▸ Supplied information
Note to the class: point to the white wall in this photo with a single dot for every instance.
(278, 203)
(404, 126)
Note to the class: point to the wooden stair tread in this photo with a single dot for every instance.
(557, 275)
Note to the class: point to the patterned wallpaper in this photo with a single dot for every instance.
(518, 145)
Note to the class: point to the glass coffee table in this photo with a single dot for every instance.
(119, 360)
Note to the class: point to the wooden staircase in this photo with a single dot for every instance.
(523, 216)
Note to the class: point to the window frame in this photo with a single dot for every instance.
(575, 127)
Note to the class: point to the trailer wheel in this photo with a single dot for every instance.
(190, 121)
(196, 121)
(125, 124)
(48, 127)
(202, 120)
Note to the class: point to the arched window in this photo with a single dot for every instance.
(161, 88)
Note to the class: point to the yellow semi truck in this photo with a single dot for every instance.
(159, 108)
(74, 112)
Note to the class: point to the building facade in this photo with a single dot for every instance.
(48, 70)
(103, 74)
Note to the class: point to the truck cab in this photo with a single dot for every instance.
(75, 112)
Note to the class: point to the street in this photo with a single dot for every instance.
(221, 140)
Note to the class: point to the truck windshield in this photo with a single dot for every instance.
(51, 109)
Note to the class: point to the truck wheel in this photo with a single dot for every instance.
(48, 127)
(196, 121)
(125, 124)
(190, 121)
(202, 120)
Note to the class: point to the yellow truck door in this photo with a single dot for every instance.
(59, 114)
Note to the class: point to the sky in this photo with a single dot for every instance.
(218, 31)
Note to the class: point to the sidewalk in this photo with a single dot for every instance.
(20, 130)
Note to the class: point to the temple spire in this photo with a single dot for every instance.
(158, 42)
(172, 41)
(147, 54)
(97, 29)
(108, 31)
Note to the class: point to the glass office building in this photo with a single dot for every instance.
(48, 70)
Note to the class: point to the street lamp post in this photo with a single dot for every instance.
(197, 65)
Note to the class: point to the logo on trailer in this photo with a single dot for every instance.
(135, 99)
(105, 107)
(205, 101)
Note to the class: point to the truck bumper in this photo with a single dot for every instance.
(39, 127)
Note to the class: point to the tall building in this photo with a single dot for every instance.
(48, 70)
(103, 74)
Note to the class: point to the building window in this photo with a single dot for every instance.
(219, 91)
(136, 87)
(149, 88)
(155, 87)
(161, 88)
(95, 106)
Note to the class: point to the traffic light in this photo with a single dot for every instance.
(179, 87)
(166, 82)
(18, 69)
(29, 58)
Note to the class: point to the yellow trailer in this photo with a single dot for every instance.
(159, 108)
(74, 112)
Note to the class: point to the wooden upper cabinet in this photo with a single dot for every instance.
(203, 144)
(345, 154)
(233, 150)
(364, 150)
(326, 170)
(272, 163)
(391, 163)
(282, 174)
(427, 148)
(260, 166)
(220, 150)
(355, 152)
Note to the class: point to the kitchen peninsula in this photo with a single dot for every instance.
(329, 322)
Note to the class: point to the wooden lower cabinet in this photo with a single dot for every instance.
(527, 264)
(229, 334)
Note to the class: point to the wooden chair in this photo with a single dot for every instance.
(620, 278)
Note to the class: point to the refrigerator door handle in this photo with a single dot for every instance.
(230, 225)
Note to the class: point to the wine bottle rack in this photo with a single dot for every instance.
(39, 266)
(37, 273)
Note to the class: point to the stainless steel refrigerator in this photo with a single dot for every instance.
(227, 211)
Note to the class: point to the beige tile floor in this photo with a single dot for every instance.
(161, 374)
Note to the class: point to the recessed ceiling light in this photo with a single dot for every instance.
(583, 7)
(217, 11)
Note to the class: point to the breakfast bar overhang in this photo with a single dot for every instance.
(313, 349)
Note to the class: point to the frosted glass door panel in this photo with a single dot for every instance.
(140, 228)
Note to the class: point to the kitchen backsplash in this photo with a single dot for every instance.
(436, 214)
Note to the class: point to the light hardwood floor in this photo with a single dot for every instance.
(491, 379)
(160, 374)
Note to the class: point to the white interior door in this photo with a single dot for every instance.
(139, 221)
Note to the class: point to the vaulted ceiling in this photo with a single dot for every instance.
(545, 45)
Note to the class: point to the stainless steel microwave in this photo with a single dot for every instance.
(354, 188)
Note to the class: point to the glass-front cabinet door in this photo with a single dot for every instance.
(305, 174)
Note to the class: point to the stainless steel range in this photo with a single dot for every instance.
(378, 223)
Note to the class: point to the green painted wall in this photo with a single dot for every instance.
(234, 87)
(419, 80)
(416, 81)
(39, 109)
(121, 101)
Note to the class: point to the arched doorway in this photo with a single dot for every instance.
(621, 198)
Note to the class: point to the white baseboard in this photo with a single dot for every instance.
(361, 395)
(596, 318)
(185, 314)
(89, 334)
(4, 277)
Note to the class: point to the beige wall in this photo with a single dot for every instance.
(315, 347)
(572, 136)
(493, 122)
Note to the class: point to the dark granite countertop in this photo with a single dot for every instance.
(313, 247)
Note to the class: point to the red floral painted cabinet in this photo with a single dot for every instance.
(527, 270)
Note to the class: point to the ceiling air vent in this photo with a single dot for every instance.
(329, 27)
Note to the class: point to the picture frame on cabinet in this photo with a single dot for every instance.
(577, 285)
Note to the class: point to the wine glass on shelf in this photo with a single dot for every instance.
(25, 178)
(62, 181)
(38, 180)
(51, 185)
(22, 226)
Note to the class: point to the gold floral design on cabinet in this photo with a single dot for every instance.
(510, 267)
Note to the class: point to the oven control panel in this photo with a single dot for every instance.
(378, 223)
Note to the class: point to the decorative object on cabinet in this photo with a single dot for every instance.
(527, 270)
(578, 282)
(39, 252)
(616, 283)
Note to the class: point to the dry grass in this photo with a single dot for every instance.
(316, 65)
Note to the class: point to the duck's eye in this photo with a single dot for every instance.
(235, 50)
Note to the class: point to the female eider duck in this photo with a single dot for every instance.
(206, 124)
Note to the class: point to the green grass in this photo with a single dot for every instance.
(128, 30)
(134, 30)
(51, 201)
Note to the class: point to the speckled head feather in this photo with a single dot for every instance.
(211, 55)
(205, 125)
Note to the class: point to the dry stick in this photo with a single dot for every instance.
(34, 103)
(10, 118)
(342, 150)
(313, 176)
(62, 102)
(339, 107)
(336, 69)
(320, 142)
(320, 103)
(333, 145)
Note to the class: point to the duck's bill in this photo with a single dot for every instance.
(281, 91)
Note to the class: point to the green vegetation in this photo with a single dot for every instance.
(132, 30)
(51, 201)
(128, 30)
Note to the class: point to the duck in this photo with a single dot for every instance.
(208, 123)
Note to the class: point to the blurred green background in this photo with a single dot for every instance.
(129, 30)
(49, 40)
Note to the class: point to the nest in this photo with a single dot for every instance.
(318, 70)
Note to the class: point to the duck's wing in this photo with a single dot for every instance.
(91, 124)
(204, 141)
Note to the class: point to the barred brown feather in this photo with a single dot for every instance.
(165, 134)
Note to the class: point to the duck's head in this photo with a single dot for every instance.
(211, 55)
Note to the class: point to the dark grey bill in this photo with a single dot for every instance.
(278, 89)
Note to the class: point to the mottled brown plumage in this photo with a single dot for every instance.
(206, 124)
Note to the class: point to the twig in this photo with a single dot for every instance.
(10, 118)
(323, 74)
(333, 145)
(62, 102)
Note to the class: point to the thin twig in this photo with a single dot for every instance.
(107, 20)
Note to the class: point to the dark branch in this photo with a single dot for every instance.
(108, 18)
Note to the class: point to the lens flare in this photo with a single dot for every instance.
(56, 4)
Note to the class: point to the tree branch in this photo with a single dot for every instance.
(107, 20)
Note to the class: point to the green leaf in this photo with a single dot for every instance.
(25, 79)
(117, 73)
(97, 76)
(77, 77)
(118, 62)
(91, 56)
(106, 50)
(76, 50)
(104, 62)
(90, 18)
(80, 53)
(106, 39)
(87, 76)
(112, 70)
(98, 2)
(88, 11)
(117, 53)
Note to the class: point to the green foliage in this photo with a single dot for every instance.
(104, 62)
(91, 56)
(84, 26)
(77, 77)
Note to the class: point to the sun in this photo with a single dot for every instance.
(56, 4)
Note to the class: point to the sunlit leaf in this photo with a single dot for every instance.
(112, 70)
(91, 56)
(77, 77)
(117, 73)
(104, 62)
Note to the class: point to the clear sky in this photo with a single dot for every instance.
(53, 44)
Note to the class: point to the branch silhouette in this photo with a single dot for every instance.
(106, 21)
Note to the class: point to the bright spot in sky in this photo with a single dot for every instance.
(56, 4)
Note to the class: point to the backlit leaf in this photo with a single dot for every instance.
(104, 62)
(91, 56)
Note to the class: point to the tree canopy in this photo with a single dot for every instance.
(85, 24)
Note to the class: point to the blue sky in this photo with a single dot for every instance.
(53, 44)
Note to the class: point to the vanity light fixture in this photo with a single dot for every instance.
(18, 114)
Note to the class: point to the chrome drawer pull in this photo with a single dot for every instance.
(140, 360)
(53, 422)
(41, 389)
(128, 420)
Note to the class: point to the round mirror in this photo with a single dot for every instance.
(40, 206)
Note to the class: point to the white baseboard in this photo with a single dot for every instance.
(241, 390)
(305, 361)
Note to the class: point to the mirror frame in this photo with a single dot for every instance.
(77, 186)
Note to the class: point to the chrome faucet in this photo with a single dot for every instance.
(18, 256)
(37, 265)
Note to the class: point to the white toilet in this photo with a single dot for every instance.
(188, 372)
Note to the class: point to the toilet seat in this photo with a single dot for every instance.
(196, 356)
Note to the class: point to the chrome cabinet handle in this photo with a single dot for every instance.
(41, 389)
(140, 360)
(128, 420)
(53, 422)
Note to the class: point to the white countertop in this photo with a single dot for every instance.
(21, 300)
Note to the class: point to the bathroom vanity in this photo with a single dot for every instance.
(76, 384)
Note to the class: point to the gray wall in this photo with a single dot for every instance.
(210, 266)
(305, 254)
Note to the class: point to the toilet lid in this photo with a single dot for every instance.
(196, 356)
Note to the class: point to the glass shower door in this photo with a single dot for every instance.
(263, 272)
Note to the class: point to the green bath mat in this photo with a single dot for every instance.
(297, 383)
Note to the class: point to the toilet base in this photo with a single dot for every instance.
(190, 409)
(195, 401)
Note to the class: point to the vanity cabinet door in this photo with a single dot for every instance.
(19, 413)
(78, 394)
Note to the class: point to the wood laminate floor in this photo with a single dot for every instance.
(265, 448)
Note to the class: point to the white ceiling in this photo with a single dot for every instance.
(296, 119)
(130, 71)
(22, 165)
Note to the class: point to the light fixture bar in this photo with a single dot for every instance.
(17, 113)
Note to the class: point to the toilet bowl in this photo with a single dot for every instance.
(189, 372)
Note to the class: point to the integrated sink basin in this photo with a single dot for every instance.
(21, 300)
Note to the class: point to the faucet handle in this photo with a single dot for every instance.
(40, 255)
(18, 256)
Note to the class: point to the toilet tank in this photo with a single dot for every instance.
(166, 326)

▸ Goal
Rewrite the listing from the line that contains "Note to the class: point to the chrome faucet" through the end, changing each "white" to "pale" and leaving everything else as it is.

▸ Solution
Note to the class: point to the chrome faucet in this photo with a single dot for every instance.
(18, 256)
(37, 265)
Note to the class: point to the pale toilet in this photo with a single dot for every instance.
(188, 372)
Note to the class: point to the toilet seat in this photo with a single dot for every instance.
(196, 356)
Note to the class: point to the chrome cabinet handle in this photo with a single dot for every instance.
(41, 389)
(140, 360)
(128, 420)
(53, 422)
Note to the class: point to the pale countertop in this photo with a single dot for every instance.
(21, 300)
Note to the class: point to the bathroom vanity in this photo with a single dot for every instance.
(76, 384)
Note to the class: point to the gray wall in this photo with a single dot for every instance.
(210, 266)
(305, 254)
Note to the class: point to the toilet lid in this photo with a single dot for every instance.
(196, 356)
Note to the class: point to the glass shower door in this photo with a single dot for every instance.
(263, 272)
Note to the class: point to the green bath mat in this photo with a single dot for every instance.
(297, 383)
Note to the class: point to the toilet base in this photo with a single dot for every instance.
(190, 409)
(195, 401)
Note to the class: point to the vanity cabinet door in this photo with a single dot for every instance.
(19, 413)
(78, 394)
Note to the class: point to the wood laminate floor in this photo with a single dot for every instance.
(265, 448)
Note to the class: point to the pale ceiling in this photo with a single dot for every instance.
(296, 119)
(130, 71)
(22, 165)
Note to the class: point to the light fixture bar in this photo with a single dot for every instance.
(17, 113)
Note to the class: point to the toilet bowl in this photo with a single dot for every instance.
(189, 372)
Note to the class: point to the integrated sink basin in this photo with a single dot for every instance.
(21, 300)
Note to the class: point to the faucet handle in this photo with a single dot for every instance.
(40, 255)
(18, 256)
Note to the class: point to the toilet tank in this photo with a single dot for every instance.
(166, 326)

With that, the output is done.